** Task to complete **
Continue the court ruling on the life insurance claim, starting after its last sentence.

** Extract to read **
───

Next, Brighthouse argues Count I fails to state a claim for breach of a third-party beneficiary contract under Florida law. To state such a claim, a plaintiff must allege facts that show (1) the “existence of a [valid] contract; (2) the clear or manifest intent of the contracting parties that the contract primarily and directly benefit the third party; (3) [a] breach of the contract by a contracting party; and (4) damages to the third party resulting from the breach.” See Mendez v. Hampton Ct. Nursing Ctr., LLC, 203 So.3d 146, 148 (Fla. 2016) (cleaned up).

Here, Brighthouse attacks elements (2) and (3). As to element (2), Brighthouse argues the FAC fails to allege facts that show Daughter was an intended third-party beneficiary of the contract, as opposed to a mere incidental beneficiary (DE 40 at 6-7). The Court finds this argument unpersuasive. The FAC alleges that Daughter was the sole beneficiary of the Subject Policy by virtue of a COB form (DE 29 ¶¶ 9, 16). Under basic hornbook law, the named beneficiary of a life insurance policy is an “intended third-party beneficiary.” Indeed, the Restatement (Second) of Contracts provides this as one of the examples of an intended third-party beneficiary:

Illustrations:
4. A, an insurance company, promises B in a policy of insurance to pay $10,000 on B's death to C, B's wife. C is an intended beneficiary under Subsection (1)(b) [defining intended beneficiaries].
See Restatement (Second) of Contracts § 302 (Am. L. Inst. 1981), Intended and Incidental Beneficiaries.

As to element (3), Brighthouse argues the FAC fails to identify any specific provision of the Subject Policy that was allegedly breached (DE 40 at 2). The Court finds this argument unpersuasive as well. Daughter alleges Brighthouse breached the contract by paying the wrong beneficiary (DE 29 ¶¶ 13, 16). These allegations satisfy Rule 8(a)(2)'s requirement of “a short and plain statement of the claim showing that the pleader is entitled to relief[.]” Daughter need not point Brighthouse to the specific paragraph of its own policy that required the company to pay the beneficiary once Decedent passed away. The FAC provides Brighthouse with adequate notice of the alleged breach.

3. Request for Attorney's Fees

Brighthouse next argues the Court should dismiss or strike Daughter's request for the statutory attorneys' fees allowed by section 627.428, Florida Statutes (DE 40 at 10-11). In support, Brighthouse argues the FAC fails to allege that Daughter complied with one of the statutory prerequisites for such fees, namely, that she filed a proof of claim with the insurance company more than sixty (60) days before commencing suit. Brighthouse also argues these fees are not available to third-party beneficiaries as a matter of Florida law.

Brighthouse may be correct. If Daughter prevails in this case and files a post-judgment motion for attorney's fees under section 627.428, Brighthouse will have the opportunity to raise all of these arguments. In the meantime, however, these arguments do not merit dismissal of any portion of the FAC.

───

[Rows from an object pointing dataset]
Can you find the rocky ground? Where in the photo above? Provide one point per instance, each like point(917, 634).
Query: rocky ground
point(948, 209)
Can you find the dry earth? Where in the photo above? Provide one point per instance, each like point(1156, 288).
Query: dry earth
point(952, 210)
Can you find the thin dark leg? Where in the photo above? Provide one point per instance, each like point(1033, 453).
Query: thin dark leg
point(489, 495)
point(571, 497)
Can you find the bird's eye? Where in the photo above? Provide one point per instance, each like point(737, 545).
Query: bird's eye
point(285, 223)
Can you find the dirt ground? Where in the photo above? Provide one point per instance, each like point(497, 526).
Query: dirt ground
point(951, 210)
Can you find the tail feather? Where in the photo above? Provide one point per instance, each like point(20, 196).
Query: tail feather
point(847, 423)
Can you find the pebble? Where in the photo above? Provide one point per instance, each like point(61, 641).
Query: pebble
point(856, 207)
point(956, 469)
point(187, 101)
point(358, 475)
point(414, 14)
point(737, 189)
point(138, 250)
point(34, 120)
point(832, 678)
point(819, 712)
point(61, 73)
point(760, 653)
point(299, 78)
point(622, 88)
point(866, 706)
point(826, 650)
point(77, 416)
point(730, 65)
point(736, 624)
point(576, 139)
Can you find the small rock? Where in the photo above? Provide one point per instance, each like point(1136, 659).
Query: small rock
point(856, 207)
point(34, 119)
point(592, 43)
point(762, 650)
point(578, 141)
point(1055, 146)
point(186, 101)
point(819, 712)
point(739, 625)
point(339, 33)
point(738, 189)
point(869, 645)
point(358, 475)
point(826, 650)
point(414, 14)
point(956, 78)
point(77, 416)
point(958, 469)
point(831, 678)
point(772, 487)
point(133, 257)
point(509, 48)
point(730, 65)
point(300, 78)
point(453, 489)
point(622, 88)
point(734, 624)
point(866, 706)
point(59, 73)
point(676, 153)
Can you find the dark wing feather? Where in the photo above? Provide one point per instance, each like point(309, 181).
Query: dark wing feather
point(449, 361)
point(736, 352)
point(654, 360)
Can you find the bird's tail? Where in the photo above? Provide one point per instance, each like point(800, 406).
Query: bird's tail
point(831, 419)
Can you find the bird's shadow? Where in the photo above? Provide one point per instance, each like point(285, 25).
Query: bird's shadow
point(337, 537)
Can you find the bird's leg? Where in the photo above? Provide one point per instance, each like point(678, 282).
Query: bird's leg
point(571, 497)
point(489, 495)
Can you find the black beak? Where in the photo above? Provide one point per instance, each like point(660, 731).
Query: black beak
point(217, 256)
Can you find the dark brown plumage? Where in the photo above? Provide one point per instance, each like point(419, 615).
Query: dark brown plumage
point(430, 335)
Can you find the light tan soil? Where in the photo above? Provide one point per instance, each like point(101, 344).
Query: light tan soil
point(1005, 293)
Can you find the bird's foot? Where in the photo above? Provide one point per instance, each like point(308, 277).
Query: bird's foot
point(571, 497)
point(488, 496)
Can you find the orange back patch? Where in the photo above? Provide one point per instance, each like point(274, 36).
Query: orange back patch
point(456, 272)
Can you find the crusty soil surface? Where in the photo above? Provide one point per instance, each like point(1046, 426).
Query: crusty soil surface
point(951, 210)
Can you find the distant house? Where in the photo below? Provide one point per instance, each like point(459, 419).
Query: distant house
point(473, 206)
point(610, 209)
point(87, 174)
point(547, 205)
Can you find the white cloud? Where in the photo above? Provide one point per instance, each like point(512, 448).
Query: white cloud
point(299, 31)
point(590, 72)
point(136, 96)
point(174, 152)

───

** Reply to the task **
In federal court, there is “no special pleading requirement” for attorney's fees. See Sai Hosp. Mgmt. Co., LLC v. Rockhill Ins. Co., No. 2-20-CV-00280-JLB-MRM, 2021 WL 463812, at *2 (M.D. Fla. Feb. 9, 2021) (denying motion to dismiss or strike a claim for attorney's fees). Indeed, in federal court, a plaintiff can pursue post-judgment attorneys' fees under section 627.428 even if the plaintiff failed to plead such fees altogether. See Hilson v. GEICO Gen. Ins. Co., No. 8:11-CV-13-MSS-MAP, 2016 WL 3211474, at *2-3 (M.D. Fla. Mar. 31, 2016) (allowing postjudgment claim for fees under § 627.428 even though plaintiff never pled such fees in complaint); see also Cap. Asset Rsch. Corp. v. Finnegan, 216 F.3d 1268, 1270 (11th Cir. 2000) (explaining that failure to expressly request attorney's fees in the pleadings does not deprive a court of subject matter jurisdiction to entertain a post-judgment motion for fees). Given that the pleading or nonpleading of these fees is a nullity, the Court declines to dismiss or strike any portions of the FAC on this basis.

B. Count II - Mother's Breach-of-Contract Claim

Count II, pled as an alternative to Count I, alleges that Brighthouse breached the insurance contract by failing to pay the death benefit to Mother (DE 29 ¶¶ 18-21). Specifically, the FAC alleges that Decedent's original designation of Ex-Wife as his primary beneficiary became void by operation of Florida divorce law when the two divorced (DE 29 ¶ 19). Once that happened, Mother, who was previously the contingent beneficiary, automatically became the new primary beneficiary, according to the FAC (DE 29 ¶¶ 20-21). Consequently, the FAC alleges, Brighthouse breached the insurance contract by failing to pay the death benefit to Mother (DE 29 ¶¶ 20-21).

Brighthouse raises several arguments for dismissal, each of which the Court addresses below.

To the extent Brighthouse raises any of its Count I arguments to urge dismissal of Count II, the Court rejects those arguments for the reasons previously discussed in sections III.A.1 through III.A.3.

1. Section 732.703(2), Florida Statutes

Brighthouse first argues Count II should be dismissed because the legal theory underpinning the count is flawed (DE 40 at 8-10). Specifically, Brighthouse argues the facts set forth in the FAC show that Ex-Wife's beneficiary designation never became void under Florida divorce law because the two ex-spouses entered into the MSA, which has been attached to the FAC as Exhibit C (DE 29-3). Given that Ex-Wife's designation never became void, Brighthouse argues, Mother never became the primary beneficiary and Count II fails as a matter of law.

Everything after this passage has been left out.